## INSTRUCTION 1
Answer these questions from the text on the Buddha's birth.
(a) How many tusks did the white elephant in Maya's dream have?
(b) In what place did Maya stop and give birth?
(c) What two futures did Asita tell Suddhodana the child could have?
## INSTRUCTION 2
In the text on the Buddha's birth, rewrite the part that opens with the words containing "When the bodhisattva" and closes with "bodhisattva’s miraculous conception.", swapping "couch" for "bed".

## TEXT EXCERPT
## START

When the bodhisattva decided to enter the human world for his final birth, he chose Suddhodana and Maya as his parents. Suddhodana was a powerful leader of the Shakya tribe, and Maya was his wife. One day, Maya dreamed that gods carried her to a temple and bathed her. As she lay on a couch, a white elephant with six tusks entered her right side, signaling the bodhisattva’s miraculous conception.
Later, on her journey to her childhood home to give birth, Maya stopped in Lumbini Grove, where she gave birth standing and holding a tree branch. The child emerged from her side, radiant and clean, captivating all who gazed upon him. He took seven steps and declared to the four directions, “I am supreme in the world. This is my last birth. Henceforth, there will be no rebirth for me.” The earth shook, light filled the cosmos, and many other miraculous events marked his arrival in the world.
Hearing these wonders, the renowned ascetic Asita told Suddhodana the child would become either a universal ruler (Skt.: cakravartin; Pali: cakkavattin) or a great awakened teacher—if he chose to renounce his worldly life. Realizing that he was too old to live long enough to hear him teach, Asita wept with joy and sorrow, knowing Siddhartha’s future greatness. The Buddha’s father, Suddhodana, was concerned, however, because he wanted his son to become a powerful ruler like him.

## END

## DATA EXTRACT
## START

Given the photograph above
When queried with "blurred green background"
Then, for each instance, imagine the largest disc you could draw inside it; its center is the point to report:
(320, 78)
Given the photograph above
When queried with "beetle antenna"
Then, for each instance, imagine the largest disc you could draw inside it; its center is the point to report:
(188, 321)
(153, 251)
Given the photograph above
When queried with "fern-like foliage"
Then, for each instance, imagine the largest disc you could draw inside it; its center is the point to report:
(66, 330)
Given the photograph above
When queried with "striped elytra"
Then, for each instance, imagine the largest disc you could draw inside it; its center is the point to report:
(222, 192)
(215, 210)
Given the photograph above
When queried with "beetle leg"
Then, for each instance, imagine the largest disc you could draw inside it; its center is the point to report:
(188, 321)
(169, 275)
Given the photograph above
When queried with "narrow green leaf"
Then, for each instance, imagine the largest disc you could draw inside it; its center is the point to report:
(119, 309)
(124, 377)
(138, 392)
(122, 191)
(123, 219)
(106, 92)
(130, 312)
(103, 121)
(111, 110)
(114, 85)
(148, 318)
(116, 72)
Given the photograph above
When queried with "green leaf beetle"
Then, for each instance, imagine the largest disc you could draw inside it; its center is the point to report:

## END
## START

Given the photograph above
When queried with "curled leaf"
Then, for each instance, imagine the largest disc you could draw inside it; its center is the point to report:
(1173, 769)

## END

## TASK OUTPUT 1
(a) Six.
(b) Lumbini Grove.
(c) He would become either a universal ruler or a great awakened teacher.

## TASK OUTPUT 2
When the bodhisattva decided to enter the human world for his final birth, he chose Suddhodana and Maya as his parents. Suddhodana was a powerful leader of the Shakya tribe, and Maya was his wife. One day, Maya dreamed that gods carried her to a temple and bathed her. As she lay on a bed, a white elephant with six tusks entered her right side, signaling the bodhisattva’s miraculous conception.